▶ WHAT YOU HAVE TO DO
All lines from the one that contains "Mark one point on each instance of the red jacket" through the final line of the entries must be repeated exactly. No other lines belong in the output.

▶ DATASET
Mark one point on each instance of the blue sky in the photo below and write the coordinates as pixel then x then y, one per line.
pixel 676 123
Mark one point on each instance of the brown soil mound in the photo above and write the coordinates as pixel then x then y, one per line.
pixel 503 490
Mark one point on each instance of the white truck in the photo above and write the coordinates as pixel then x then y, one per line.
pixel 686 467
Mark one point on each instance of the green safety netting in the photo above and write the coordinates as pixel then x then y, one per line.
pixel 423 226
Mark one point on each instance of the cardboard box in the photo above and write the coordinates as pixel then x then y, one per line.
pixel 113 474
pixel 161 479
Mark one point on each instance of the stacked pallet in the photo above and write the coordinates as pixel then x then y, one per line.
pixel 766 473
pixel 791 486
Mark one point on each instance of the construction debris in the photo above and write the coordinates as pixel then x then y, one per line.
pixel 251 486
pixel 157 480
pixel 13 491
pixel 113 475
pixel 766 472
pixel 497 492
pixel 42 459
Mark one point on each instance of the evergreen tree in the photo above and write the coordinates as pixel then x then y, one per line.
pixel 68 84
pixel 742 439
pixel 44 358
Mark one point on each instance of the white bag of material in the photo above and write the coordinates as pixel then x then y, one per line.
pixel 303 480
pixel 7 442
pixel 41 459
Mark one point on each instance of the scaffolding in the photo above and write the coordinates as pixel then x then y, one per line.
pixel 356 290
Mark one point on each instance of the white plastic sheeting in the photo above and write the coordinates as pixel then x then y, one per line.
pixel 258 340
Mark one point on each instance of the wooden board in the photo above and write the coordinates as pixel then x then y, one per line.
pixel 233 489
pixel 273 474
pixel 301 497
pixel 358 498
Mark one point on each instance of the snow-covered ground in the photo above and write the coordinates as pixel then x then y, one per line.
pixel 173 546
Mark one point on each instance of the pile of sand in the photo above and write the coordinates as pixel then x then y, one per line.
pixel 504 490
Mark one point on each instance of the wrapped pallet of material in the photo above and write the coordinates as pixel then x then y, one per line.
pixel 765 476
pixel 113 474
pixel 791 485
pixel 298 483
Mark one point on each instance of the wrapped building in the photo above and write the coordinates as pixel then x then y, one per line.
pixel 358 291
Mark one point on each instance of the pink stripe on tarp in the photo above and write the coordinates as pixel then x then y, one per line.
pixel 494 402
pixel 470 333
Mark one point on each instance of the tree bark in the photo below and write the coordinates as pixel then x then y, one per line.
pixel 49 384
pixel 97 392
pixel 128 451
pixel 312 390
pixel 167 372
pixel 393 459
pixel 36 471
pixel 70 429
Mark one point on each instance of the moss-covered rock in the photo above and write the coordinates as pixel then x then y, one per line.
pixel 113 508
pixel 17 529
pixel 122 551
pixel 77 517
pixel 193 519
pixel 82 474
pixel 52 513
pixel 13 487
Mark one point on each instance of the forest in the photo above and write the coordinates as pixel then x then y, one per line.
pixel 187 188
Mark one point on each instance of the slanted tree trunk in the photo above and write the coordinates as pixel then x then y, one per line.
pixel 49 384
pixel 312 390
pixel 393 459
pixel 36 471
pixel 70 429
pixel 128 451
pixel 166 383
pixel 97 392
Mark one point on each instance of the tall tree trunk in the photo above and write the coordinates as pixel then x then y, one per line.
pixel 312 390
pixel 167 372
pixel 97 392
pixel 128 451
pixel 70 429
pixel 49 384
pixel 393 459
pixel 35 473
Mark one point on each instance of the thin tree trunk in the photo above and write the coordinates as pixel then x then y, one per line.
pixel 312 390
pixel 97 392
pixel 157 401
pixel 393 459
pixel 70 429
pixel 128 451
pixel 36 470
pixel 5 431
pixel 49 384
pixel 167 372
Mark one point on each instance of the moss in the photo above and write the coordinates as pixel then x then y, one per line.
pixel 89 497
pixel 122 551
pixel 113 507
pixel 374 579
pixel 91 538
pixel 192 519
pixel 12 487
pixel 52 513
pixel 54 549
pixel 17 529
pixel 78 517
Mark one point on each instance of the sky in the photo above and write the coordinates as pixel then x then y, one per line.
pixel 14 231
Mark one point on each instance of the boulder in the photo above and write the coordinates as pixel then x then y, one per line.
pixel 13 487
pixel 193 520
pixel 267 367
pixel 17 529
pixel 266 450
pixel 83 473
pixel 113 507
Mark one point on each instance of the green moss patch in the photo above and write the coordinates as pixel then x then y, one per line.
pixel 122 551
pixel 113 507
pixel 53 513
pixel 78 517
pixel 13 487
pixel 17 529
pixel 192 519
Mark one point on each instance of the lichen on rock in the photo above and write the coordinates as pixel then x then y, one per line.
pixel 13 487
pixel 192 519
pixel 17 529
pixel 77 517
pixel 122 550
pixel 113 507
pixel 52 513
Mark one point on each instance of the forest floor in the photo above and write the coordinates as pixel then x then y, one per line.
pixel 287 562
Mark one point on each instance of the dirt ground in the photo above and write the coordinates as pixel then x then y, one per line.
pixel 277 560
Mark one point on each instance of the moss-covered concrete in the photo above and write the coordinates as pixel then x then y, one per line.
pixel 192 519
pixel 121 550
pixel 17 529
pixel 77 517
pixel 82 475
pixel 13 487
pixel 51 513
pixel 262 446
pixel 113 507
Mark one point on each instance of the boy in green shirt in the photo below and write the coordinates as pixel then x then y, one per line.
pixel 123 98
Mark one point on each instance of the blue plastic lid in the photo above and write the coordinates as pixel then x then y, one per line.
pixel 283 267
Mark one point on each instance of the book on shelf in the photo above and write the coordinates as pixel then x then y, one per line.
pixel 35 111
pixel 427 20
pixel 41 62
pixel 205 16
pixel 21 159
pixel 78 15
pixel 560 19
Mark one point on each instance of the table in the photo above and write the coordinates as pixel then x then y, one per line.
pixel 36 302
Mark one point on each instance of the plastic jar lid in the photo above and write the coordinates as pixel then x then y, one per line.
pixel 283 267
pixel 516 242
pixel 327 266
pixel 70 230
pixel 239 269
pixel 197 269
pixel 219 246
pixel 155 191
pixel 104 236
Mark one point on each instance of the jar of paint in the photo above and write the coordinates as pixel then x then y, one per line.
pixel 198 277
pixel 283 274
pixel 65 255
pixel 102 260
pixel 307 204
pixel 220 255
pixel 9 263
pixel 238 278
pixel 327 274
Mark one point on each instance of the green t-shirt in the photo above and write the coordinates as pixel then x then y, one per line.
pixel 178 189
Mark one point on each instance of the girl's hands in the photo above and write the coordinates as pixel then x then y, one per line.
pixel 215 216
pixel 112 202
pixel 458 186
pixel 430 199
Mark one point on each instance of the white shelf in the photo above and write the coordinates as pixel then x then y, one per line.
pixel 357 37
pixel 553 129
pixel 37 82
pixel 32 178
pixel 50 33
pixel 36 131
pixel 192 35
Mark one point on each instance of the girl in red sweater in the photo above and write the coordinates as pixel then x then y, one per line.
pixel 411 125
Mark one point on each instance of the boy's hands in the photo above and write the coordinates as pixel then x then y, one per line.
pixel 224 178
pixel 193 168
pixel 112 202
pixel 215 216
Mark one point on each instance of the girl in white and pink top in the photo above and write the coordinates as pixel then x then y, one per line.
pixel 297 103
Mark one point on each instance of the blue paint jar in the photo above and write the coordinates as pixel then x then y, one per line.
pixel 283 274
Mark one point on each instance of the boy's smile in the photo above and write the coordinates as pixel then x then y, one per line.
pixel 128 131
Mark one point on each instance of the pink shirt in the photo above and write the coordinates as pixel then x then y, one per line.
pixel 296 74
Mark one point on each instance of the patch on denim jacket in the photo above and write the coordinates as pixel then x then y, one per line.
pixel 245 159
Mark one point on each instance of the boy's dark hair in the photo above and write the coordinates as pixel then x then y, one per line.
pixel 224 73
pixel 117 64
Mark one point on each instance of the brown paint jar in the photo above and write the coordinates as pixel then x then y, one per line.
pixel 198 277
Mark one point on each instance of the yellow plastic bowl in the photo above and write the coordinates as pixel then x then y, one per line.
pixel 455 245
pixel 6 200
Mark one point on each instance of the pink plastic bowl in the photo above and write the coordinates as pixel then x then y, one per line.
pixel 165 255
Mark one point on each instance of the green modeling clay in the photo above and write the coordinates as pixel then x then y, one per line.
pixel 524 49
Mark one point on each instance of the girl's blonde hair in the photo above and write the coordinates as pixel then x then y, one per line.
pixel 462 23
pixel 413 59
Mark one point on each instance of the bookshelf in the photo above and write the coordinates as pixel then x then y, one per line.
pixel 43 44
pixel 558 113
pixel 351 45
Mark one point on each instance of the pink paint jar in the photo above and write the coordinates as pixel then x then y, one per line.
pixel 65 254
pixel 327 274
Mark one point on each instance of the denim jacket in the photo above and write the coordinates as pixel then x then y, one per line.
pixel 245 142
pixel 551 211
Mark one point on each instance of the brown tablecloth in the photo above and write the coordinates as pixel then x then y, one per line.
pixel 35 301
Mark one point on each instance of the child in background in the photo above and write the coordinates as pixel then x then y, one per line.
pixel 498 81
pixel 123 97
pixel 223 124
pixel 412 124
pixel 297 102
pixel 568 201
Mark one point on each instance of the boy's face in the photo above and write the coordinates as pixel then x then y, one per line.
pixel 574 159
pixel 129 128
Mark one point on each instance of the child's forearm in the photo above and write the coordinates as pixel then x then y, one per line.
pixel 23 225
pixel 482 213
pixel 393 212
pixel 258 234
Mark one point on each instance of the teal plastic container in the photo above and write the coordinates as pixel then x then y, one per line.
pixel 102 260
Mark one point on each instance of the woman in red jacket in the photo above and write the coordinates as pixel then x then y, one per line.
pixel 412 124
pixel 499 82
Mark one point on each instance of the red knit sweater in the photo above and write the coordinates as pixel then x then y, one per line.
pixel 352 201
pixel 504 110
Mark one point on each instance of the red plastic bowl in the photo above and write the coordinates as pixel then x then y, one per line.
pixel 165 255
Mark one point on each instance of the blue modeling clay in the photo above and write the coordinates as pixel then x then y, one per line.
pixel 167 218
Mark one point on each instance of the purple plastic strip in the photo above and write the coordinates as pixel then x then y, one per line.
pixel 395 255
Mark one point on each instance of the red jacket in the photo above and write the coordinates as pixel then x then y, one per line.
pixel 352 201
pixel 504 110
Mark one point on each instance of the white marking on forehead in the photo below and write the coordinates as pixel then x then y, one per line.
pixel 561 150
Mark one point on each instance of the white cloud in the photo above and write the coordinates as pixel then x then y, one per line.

▶ RESULT OF THIS TASK
Mark one point on each instance of the red jacket in the photo above and write the coordinates as pixel then x then y, one per line.
pixel 352 201
pixel 504 110
Mark one point on each instance of the white marking on forehead in the photo below and write the coordinates as pixel then x then y, one per line.
pixel 561 150
Mark one point on each instance of the white cloud in the photo above and write the coordinates as pixel then x then y, one per line.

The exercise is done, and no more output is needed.